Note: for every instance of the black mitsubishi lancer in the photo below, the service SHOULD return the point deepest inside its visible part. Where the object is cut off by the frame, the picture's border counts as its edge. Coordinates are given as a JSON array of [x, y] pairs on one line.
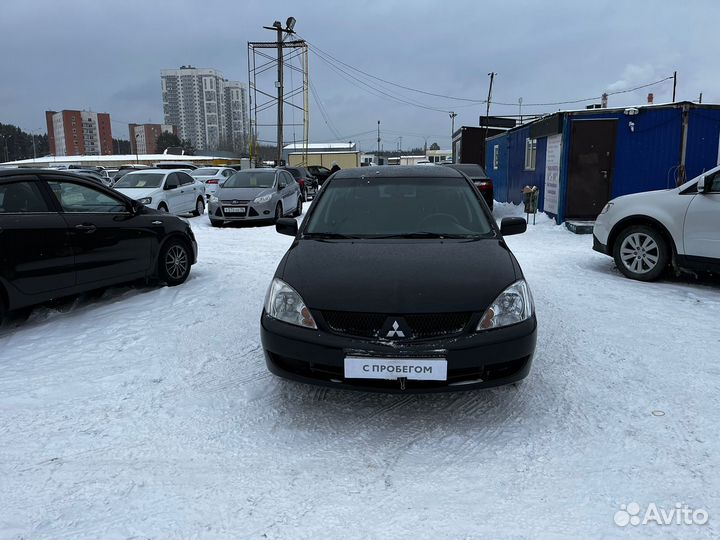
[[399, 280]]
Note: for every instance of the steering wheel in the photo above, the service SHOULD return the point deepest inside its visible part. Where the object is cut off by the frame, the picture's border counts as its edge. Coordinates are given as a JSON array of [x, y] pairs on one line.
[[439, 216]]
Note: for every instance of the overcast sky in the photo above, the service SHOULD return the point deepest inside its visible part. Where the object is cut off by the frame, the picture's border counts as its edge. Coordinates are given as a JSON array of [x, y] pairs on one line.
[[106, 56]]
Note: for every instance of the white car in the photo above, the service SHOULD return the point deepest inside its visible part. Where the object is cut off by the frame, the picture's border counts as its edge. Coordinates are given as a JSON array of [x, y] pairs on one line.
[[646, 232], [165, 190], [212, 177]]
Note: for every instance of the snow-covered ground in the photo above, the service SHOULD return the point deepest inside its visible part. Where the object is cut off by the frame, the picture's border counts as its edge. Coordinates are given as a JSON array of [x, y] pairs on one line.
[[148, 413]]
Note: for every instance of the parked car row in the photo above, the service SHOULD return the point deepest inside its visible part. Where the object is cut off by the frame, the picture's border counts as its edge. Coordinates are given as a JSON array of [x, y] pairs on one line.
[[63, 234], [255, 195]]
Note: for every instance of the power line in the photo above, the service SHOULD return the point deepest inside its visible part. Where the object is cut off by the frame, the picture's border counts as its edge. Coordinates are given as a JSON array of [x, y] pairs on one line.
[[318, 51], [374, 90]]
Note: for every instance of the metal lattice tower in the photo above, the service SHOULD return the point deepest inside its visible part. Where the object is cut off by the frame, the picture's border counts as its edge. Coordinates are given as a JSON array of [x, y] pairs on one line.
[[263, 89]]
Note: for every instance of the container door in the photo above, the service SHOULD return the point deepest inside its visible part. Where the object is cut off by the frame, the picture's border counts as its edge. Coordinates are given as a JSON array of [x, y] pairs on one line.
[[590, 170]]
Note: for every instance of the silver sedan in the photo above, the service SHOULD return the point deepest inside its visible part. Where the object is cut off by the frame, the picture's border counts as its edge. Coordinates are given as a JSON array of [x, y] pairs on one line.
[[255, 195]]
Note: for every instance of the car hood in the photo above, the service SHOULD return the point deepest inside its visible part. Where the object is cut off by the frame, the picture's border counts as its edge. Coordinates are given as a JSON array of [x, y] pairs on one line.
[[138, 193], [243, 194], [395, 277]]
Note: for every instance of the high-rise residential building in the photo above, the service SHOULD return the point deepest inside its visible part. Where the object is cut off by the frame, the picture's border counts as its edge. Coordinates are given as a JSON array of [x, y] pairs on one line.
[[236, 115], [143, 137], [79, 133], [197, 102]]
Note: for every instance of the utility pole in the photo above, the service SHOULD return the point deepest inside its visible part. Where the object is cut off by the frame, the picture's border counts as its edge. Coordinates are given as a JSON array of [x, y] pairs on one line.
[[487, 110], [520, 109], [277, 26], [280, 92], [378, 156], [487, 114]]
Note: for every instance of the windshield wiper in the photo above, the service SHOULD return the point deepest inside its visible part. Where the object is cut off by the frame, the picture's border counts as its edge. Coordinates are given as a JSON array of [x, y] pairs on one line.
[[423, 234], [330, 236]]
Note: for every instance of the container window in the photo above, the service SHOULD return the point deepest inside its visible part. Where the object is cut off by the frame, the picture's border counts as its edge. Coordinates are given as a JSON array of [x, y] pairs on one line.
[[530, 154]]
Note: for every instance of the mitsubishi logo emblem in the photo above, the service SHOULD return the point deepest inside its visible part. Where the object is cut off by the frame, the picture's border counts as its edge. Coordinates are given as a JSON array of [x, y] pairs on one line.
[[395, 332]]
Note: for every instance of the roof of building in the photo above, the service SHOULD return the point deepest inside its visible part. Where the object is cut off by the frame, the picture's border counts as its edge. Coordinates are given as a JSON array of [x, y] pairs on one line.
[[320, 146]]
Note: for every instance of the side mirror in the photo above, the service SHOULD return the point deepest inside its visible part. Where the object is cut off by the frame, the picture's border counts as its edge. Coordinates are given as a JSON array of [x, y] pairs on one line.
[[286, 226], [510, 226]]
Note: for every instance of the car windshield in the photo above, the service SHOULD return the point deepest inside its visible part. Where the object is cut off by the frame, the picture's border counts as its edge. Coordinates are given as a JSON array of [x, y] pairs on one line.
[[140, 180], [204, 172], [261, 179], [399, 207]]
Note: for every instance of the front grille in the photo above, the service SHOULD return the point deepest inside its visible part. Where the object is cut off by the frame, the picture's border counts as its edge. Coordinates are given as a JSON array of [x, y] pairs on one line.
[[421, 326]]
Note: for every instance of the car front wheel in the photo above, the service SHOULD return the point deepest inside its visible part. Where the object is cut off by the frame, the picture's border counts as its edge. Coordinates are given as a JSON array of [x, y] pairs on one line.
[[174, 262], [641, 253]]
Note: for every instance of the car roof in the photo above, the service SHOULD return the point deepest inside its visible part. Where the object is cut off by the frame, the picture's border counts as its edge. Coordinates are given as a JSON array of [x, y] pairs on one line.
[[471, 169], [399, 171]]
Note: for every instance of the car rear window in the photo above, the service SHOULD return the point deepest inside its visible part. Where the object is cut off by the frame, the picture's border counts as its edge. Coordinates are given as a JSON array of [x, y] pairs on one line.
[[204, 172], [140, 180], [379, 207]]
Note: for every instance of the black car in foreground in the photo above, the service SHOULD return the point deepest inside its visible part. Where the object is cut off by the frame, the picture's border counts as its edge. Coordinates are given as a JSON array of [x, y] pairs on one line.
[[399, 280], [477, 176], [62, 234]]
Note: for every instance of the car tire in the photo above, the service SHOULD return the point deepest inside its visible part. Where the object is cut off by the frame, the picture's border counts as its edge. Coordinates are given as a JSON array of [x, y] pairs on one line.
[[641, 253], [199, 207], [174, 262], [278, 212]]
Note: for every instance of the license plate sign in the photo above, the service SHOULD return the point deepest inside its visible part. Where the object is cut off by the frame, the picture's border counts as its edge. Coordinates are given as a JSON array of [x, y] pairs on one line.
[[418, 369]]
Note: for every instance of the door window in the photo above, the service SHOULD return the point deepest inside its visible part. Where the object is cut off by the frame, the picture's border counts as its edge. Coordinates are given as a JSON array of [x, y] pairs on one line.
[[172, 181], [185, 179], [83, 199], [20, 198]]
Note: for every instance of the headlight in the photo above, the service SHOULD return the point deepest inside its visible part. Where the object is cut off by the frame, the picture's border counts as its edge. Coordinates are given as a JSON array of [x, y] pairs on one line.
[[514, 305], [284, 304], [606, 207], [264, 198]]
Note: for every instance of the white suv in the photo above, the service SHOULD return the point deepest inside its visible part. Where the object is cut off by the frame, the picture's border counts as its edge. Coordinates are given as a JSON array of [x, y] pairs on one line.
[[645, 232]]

☆ ☆ ☆ ☆ ☆

● **SHORT EXERCISE**: Format the lines from the one containing "Note: for every instance of the side" through the one containing "[[140, 180], [204, 172], [261, 179], [399, 207]]" as a two-column CSV with the headers text and answer. Give one row for each line of text together with the answer that follows it, and put each value in a quoted field with line breaks turned into spaces.

● **WRITTEN ANSWER**:
text,answer
"Note: for every instance of the side mirror in the photo above, the service SHOULD return the point deepest inside its visible part. Where the object is cut off by the frame, the picture's border counts as its edge. Coordinates are given as a JSON array of [x, y] pairs on one line.","[[286, 226], [510, 226]]"
"Note: for every instance of the car windshield in the photo above, the service SHOULD return the point deepest inside its visible part. Where the object is cut off by the frame, the picture's border counts as its edge. Coordinates are given as a JSON array of [x, y] pairs on one line.","[[140, 180], [204, 172], [261, 179], [399, 207]]"